**Required action**
Scan the records below and copy every line that contains the string "after".

**Stored dataset items**
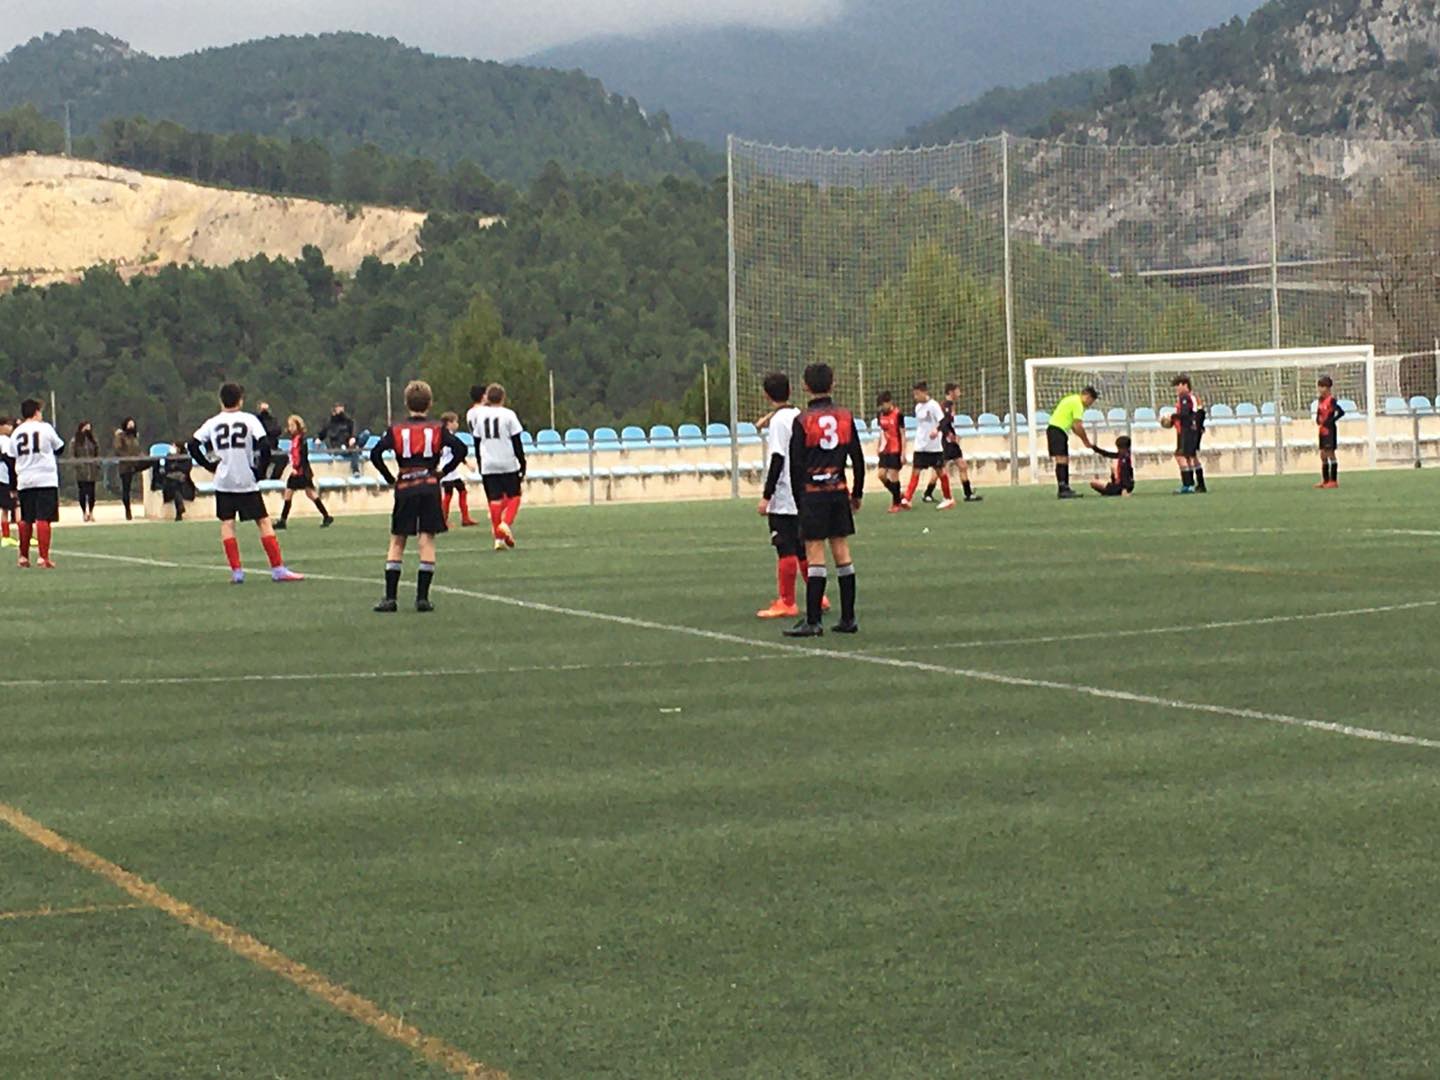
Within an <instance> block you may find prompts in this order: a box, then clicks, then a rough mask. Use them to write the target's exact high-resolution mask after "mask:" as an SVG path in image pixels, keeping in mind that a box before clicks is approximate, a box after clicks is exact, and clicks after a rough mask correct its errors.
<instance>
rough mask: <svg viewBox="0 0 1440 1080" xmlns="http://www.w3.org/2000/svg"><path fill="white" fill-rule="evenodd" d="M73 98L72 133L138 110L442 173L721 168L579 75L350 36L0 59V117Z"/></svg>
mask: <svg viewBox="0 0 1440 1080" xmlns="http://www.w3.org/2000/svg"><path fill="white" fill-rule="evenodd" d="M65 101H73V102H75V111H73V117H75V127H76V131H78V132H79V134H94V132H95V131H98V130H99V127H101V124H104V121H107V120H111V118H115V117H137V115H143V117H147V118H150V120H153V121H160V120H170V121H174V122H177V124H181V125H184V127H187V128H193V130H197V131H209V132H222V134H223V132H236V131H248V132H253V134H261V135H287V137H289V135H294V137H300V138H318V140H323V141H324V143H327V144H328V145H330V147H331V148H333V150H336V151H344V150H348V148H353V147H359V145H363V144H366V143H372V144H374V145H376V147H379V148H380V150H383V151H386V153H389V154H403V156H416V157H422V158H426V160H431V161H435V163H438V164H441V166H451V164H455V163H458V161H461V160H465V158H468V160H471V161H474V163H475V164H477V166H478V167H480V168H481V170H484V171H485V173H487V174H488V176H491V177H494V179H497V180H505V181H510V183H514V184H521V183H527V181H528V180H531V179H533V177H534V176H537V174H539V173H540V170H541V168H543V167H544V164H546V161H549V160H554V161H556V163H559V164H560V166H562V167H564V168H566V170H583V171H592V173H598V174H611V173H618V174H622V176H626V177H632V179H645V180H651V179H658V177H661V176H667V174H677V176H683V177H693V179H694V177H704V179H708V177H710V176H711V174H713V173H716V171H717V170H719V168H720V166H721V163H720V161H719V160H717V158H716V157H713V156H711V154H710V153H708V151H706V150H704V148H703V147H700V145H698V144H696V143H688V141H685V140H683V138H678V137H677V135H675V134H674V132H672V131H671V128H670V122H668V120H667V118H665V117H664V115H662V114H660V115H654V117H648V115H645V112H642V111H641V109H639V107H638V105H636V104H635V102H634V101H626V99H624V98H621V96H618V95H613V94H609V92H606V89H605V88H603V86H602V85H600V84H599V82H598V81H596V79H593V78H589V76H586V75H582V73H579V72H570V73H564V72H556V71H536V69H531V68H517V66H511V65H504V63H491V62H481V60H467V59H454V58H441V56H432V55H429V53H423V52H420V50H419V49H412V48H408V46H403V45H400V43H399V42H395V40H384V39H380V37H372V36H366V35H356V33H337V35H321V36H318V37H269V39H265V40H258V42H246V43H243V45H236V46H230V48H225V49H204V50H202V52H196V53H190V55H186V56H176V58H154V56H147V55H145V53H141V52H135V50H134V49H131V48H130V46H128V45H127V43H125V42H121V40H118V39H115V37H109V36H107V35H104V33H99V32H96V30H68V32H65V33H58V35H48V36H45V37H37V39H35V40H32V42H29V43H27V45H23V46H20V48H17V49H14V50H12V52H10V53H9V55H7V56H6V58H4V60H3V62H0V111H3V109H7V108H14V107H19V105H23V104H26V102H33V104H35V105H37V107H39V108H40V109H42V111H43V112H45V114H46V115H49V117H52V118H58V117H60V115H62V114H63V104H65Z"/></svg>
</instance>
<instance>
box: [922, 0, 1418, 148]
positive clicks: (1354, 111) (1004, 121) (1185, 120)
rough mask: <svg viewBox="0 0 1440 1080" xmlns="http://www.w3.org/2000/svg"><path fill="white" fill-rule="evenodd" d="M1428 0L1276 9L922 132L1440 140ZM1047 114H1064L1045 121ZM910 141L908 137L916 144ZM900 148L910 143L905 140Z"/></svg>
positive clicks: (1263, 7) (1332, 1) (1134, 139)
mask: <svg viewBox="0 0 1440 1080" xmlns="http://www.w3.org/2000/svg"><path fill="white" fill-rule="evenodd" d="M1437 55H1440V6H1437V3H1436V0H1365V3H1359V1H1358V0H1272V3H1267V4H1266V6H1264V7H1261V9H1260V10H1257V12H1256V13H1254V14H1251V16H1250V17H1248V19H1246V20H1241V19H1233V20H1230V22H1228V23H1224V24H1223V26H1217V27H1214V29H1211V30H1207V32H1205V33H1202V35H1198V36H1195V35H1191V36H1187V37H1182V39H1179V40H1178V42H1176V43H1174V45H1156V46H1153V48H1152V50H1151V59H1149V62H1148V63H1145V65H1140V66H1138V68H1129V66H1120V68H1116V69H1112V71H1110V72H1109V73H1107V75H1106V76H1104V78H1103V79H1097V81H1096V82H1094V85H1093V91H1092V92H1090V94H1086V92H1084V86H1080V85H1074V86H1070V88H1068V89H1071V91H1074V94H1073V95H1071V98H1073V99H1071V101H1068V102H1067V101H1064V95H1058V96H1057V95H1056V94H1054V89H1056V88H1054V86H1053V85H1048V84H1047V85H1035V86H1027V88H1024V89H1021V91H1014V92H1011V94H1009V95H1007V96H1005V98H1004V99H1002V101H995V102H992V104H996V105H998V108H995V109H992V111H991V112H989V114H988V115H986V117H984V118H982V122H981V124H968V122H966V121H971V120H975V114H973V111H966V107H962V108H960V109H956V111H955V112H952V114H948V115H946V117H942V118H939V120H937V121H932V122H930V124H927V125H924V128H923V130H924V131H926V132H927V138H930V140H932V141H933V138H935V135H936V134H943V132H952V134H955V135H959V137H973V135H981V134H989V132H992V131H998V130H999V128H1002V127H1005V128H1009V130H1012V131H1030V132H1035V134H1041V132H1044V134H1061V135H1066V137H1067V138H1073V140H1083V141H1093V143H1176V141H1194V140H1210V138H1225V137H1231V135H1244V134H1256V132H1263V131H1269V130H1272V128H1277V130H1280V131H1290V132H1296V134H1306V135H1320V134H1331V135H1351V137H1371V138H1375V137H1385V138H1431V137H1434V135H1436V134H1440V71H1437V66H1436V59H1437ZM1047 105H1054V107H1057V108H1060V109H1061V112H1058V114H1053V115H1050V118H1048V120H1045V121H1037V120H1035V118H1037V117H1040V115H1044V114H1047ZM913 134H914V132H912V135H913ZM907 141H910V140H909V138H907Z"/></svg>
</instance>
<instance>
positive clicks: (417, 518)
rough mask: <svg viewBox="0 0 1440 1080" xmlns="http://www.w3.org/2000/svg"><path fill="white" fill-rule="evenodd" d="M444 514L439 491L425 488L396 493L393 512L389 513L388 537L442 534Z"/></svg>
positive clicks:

--

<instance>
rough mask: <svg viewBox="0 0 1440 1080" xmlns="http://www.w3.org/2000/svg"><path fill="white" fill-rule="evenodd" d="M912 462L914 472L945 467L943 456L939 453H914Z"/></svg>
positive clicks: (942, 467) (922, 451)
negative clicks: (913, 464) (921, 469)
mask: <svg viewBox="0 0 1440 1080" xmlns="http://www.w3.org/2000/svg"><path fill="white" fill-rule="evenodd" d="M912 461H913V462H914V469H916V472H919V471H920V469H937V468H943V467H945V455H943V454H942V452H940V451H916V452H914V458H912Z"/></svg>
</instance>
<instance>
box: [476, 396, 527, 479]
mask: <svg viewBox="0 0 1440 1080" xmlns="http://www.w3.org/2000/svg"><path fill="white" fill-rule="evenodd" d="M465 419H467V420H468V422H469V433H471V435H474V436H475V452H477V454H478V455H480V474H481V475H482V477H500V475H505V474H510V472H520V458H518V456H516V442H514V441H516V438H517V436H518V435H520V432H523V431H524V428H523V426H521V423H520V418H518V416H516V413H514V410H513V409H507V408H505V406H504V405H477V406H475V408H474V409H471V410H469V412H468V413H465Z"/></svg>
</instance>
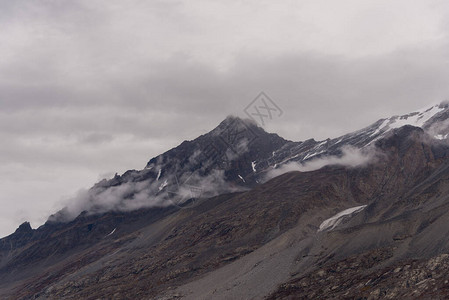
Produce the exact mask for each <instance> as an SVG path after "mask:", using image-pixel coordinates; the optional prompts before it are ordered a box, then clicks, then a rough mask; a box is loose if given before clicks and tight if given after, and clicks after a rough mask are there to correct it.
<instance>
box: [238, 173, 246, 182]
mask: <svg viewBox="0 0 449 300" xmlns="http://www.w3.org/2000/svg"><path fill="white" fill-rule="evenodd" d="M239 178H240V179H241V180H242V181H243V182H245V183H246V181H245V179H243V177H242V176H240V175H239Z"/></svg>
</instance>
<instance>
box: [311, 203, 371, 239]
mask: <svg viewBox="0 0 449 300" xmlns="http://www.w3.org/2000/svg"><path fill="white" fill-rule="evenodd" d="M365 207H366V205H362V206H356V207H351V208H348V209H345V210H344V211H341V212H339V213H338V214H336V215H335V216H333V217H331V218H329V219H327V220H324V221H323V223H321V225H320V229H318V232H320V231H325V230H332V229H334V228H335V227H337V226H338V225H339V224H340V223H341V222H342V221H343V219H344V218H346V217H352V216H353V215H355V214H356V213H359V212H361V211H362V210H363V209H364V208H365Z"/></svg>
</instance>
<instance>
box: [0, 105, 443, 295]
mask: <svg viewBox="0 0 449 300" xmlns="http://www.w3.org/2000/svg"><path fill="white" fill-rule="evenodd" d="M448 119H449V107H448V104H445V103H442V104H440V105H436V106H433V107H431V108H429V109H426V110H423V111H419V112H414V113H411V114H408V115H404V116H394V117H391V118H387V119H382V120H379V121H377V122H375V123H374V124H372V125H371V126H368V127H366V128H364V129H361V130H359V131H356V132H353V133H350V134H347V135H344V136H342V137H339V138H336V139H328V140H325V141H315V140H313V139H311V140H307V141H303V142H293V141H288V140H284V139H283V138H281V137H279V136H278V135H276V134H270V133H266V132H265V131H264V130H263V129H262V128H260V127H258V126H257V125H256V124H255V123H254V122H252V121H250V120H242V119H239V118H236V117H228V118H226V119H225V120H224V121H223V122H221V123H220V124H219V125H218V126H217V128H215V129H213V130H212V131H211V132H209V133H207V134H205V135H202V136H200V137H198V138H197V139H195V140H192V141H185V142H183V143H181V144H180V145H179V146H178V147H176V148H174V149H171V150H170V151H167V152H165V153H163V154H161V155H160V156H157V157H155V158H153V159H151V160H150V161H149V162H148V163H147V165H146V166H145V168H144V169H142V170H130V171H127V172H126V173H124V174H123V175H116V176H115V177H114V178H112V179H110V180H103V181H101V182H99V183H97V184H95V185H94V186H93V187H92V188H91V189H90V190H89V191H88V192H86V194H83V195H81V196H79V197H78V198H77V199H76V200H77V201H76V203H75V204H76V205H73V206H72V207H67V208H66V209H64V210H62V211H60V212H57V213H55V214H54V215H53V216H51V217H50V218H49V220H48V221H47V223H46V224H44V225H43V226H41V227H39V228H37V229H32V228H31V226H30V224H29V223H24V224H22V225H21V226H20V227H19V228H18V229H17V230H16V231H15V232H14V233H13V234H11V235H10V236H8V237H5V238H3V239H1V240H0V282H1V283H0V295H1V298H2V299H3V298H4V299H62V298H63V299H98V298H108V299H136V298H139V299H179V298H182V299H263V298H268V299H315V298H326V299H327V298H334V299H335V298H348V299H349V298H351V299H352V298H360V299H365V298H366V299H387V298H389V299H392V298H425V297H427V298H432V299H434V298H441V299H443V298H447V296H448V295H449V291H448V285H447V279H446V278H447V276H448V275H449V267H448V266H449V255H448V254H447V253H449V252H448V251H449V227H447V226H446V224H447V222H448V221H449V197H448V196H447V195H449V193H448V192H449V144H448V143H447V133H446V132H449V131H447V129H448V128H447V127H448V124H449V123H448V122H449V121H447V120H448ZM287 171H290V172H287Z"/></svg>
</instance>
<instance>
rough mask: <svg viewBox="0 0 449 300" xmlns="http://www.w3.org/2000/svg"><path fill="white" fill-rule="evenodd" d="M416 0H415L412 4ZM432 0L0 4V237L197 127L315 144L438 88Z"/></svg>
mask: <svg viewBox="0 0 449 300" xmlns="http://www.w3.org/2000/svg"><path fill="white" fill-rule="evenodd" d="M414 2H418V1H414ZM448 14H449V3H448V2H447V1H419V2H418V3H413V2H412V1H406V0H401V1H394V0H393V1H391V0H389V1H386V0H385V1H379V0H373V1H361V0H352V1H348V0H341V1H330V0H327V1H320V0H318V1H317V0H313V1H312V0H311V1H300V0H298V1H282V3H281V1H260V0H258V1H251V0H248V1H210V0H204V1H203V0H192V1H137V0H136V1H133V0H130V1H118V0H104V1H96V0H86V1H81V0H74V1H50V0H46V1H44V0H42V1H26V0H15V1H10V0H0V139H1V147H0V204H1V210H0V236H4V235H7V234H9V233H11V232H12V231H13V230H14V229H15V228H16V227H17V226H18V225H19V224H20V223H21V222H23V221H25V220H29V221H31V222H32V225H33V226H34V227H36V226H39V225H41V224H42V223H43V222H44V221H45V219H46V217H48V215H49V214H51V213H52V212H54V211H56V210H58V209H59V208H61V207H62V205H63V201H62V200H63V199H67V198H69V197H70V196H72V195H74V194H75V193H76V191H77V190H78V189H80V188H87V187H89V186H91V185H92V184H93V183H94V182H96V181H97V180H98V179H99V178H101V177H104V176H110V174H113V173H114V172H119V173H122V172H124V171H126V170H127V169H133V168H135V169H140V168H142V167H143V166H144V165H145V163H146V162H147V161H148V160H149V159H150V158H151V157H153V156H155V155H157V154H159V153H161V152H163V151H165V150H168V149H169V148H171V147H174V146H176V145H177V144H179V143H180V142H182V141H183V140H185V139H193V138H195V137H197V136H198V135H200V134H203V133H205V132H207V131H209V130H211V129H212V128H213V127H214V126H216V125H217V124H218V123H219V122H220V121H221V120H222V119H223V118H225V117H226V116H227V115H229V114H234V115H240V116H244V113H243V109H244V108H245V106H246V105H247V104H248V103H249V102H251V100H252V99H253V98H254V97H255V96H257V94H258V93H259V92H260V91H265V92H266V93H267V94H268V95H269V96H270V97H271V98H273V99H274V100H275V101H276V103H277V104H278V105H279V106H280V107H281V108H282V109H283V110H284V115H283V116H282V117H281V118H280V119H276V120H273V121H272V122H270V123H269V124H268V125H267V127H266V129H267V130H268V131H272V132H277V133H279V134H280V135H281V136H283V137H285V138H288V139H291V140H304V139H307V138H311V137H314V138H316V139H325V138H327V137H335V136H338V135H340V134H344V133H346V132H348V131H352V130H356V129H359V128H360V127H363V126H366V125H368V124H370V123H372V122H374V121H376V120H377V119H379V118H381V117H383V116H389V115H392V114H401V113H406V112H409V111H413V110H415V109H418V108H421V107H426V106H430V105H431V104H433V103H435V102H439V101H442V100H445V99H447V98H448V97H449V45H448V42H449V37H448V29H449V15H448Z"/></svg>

**Output for this exercise**
Within an <instance> block you may find prompts in this order: a box, then clicks, then a rough mask. Use them to write the target's exact high-resolution mask after "mask:" as an SVG path in image pixels, keeping in mind that a box before clicks is approximate, a box after clicks is exact, and clicks after a rough mask correct its errors.
Produce the exact mask for each <instance> as an SVG path after "mask:", using image-pixel coordinates; the optional prompts before it are ordered a box, then clicks, then a rough mask; a box is loose if given before clicks and tight if given after, and clicks after a rough mask are there to correct it.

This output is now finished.